• [Extrait de la source]
A cette période, le charivari est donc devenu un instrument de contestation et d’opposition politique. Après la Révolution de 1830, puis au moment de la séparation des Églises et de l’État, ce sont des prélats, mais surtout les autorités civiles comme les préfets, les procureurs, policiers, percepteurs, ou les hommes politiques, les députés, qui sont visés par des manifestations populaires.
Citons le cas d’Adolphe Thiers, historien et journaliste libéral à la fin de la Restauration qui a participé à la chute de la dynastie et à l’avènement de Louis-Philippe qu’il soutenait, ce qui lui a valu d’être député et ministre. Lors d’un passage à Aix-en-Provence (13), il est accueilli par un charivari au bruit de carillons, de cornets et d’instruments de cuisine par « des hommes du peuple » qui crient « A bas Thiers ! A bas le traître M. Lafitte ! A bas le Séide du juste milieu », afin de condamner son opportunisme politique.Le même accueil lui était préparé à Roquevaire (13), auquel il échappa grâce à la vitesse de ses chevaux, mais qu’il subit à Brignoles (83), puis à Marseille (13)…
A la fin de 1932, parait un nouveau quotidien politique et satirique de 4 pages, Le Charivari, d’un prix abordable, dont le succès initial témoigne de la fonction politique des charivaris… Après quelques années, l’attentat visant le roi sert de prétexte aux nouvelles loi muselant la presse. Pratiquant l’amalgame, Thiers déclare : « Il n’y a rien de plus dangereux que les caricatures infâmes, les dessins séditieux… Il n’y a pas de provocation plus directe aux attentats… » Sous le règne de Louis-Philippe, Le Charivari subit vingt procès et finit par disparaître en 1937.

• [Informations extraites]
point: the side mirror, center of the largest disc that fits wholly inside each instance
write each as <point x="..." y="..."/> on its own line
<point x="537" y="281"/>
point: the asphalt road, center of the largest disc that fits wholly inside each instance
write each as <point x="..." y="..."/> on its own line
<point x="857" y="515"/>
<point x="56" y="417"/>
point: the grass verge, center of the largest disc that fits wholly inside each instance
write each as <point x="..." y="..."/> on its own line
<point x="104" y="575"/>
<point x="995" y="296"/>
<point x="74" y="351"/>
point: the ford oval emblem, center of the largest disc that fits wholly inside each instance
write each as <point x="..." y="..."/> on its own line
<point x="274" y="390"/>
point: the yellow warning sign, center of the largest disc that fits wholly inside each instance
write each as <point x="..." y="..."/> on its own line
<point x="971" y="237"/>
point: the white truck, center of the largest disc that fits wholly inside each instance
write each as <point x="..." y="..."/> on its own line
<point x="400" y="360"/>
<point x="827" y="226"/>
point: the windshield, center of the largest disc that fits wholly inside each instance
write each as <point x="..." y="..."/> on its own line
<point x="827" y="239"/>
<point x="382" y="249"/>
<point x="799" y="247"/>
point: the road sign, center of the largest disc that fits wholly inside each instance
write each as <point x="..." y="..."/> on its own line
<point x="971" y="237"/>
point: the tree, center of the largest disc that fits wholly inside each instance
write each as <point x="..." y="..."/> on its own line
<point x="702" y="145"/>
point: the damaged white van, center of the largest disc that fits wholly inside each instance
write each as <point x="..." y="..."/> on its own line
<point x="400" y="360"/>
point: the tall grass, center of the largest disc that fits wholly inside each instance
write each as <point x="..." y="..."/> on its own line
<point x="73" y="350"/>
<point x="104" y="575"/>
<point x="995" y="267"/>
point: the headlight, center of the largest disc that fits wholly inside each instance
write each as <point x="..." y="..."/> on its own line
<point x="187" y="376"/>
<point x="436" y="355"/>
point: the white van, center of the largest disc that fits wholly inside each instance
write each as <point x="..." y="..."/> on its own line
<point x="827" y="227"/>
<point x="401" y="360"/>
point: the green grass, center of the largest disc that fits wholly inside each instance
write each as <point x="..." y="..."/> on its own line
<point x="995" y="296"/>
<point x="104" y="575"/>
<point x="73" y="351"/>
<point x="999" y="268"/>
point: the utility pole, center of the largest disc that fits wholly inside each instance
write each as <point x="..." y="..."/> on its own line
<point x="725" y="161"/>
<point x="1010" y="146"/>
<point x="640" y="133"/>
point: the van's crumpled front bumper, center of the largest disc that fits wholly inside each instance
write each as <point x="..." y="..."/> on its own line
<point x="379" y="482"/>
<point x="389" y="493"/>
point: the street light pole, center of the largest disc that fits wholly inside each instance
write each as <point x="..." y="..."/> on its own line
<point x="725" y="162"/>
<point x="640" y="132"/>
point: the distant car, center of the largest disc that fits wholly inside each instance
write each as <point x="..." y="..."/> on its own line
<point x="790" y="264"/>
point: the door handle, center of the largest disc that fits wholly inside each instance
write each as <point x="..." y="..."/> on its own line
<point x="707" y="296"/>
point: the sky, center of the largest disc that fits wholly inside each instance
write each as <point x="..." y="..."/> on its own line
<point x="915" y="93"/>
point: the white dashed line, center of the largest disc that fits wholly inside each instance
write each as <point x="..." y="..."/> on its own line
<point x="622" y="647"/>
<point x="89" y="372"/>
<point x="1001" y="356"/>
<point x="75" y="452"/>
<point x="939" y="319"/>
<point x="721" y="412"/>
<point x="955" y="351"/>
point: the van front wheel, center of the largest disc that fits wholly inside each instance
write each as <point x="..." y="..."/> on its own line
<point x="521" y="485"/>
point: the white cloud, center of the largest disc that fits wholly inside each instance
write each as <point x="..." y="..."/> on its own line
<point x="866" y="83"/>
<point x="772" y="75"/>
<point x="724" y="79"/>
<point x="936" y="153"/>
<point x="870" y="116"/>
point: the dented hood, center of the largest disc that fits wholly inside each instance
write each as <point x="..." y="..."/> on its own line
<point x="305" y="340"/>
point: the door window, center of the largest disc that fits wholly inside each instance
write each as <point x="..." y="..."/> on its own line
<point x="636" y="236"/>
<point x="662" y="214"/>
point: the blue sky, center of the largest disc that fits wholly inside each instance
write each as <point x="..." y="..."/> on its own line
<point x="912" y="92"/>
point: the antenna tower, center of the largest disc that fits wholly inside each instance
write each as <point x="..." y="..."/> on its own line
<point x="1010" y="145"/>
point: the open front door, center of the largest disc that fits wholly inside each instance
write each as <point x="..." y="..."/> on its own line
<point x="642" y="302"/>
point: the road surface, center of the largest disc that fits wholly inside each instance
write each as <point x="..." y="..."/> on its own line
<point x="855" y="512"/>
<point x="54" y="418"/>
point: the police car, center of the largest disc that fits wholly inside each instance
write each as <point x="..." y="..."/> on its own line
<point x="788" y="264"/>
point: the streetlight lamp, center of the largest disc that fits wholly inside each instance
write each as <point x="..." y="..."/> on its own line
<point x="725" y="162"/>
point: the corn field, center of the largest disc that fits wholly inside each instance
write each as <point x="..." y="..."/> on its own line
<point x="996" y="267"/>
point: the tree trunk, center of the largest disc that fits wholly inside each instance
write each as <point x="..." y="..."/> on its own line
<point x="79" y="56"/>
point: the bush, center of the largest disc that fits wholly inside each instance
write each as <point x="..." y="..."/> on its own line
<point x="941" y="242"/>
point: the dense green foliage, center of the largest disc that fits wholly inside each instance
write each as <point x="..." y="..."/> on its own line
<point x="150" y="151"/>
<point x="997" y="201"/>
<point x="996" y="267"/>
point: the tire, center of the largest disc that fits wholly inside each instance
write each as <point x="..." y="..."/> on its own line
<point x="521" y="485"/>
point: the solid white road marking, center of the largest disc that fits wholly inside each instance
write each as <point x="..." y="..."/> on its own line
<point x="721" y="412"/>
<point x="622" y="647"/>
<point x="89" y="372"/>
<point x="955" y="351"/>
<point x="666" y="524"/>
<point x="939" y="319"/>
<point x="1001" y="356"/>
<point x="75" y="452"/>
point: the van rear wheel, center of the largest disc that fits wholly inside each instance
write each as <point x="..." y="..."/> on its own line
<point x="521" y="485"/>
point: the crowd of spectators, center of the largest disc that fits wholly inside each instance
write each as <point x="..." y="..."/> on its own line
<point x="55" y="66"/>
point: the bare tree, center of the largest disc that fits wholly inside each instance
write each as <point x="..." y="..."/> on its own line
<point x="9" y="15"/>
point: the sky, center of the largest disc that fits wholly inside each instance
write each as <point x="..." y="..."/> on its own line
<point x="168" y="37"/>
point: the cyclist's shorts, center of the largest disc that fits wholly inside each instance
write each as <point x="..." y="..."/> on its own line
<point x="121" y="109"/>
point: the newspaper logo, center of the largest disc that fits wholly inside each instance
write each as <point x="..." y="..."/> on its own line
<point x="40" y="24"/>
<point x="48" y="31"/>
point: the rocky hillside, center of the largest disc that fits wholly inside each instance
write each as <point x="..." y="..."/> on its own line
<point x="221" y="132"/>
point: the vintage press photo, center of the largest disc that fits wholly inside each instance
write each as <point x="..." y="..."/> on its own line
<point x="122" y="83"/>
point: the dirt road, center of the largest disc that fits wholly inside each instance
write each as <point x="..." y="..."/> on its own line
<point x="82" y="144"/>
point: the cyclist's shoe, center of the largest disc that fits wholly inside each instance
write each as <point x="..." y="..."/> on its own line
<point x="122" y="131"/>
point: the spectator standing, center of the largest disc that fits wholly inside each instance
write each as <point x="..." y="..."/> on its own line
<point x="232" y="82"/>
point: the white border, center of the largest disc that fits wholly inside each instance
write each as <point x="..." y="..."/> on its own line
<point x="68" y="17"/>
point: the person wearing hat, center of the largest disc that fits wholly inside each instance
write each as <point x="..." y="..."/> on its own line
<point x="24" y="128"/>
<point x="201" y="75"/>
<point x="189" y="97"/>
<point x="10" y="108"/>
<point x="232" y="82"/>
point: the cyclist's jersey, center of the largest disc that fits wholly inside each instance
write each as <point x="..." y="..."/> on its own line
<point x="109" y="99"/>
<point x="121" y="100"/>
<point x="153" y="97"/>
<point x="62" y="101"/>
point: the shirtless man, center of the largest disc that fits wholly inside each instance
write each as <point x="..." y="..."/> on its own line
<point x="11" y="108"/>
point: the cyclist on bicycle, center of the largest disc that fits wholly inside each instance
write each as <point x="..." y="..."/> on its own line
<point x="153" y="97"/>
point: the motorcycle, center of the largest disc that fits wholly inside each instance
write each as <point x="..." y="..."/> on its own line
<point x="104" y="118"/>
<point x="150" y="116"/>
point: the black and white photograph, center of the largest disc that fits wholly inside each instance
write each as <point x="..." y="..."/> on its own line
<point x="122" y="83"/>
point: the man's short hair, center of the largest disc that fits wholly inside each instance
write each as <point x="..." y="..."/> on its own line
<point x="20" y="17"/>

• [Travail demandé]
**1)** Traduisez en anglais cette phrase de l'extrait sur le charivari : « A cette période, le charivari est donc devenu un instrument de contestation et d’opposition politique. »
**2)** Recopiez l'extrait sur le charivari à partir de « A cette période, le » jusqu'à « des manifestations populaires. » inclus.
Vous n'aurez pas besoin des données pour ce travail.

• [Les solutions]
**1)** During this period, the charivari thus became an instrument of protest and political opposition.

**2)**
A cette période, le charivari est donc devenu un instrument de contestation et d’opposition politique. Après la Révolution de 1830, puis au moment de la séparation des Églises et de l’État, ce sont des prélats, mais surtout les autorités civiles comme les préfets, les procureurs, policiers, percepteurs, ou les hommes politiques, les députés, qui sont visés par des manifestations populaires.